**Problem statement**. Please write out every one of the items below again, requests included, scaling each x and y coordinate in the answers by 2.1 and rounding to whole numbers, with halves rounded up. Leave out the pictures.

**Position annotation records**.

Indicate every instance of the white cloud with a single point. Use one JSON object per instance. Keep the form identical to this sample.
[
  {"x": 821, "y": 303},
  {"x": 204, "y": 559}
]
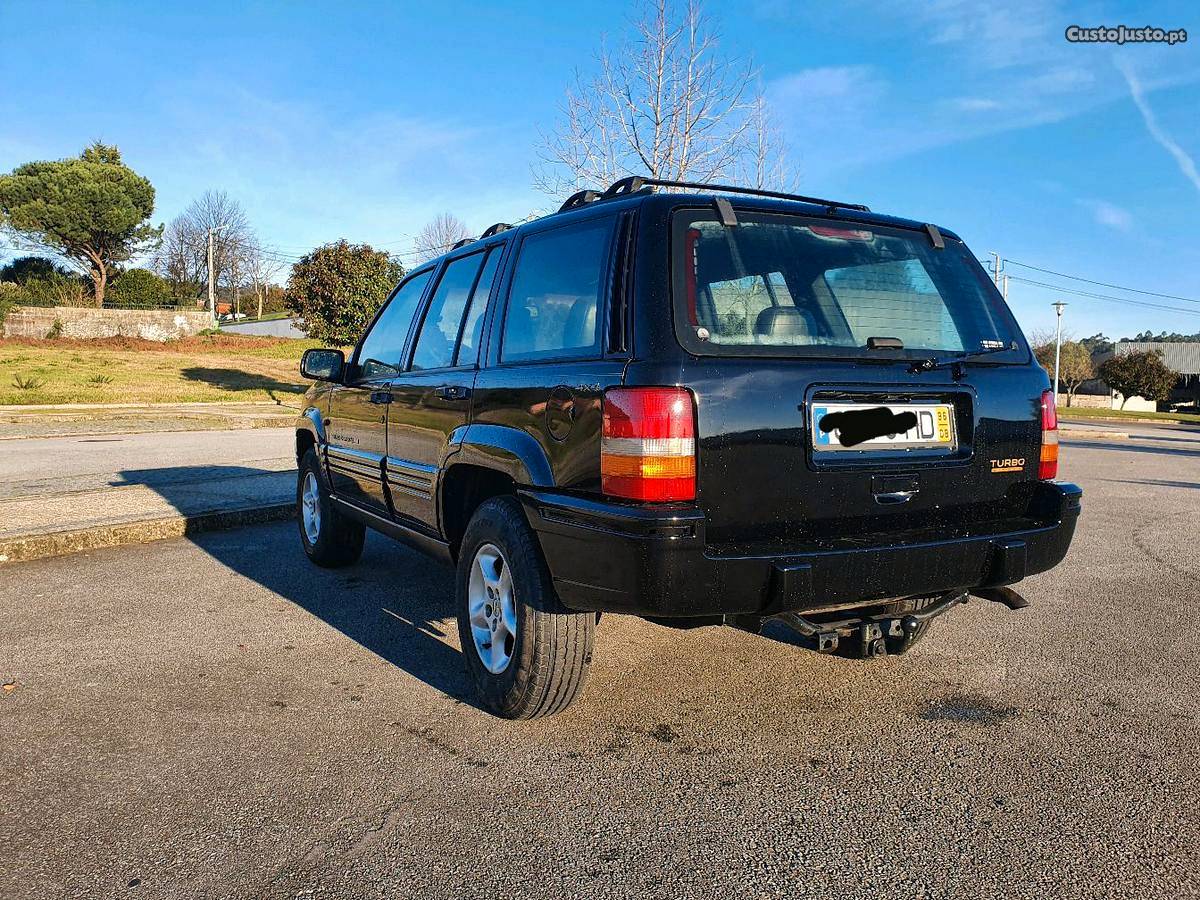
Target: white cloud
[
  {"x": 1186, "y": 163},
  {"x": 1109, "y": 214},
  {"x": 828, "y": 83},
  {"x": 975, "y": 105}
]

**Task result**.
Indicate every instance of the white cloud with a single point. Use one JSON object per instance. Keep the form identical to this sample.
[
  {"x": 821, "y": 303},
  {"x": 204, "y": 559}
]
Target: white cloud
[
  {"x": 2491, "y": 342},
  {"x": 2329, "y": 449},
  {"x": 1739, "y": 174},
  {"x": 2048, "y": 221}
]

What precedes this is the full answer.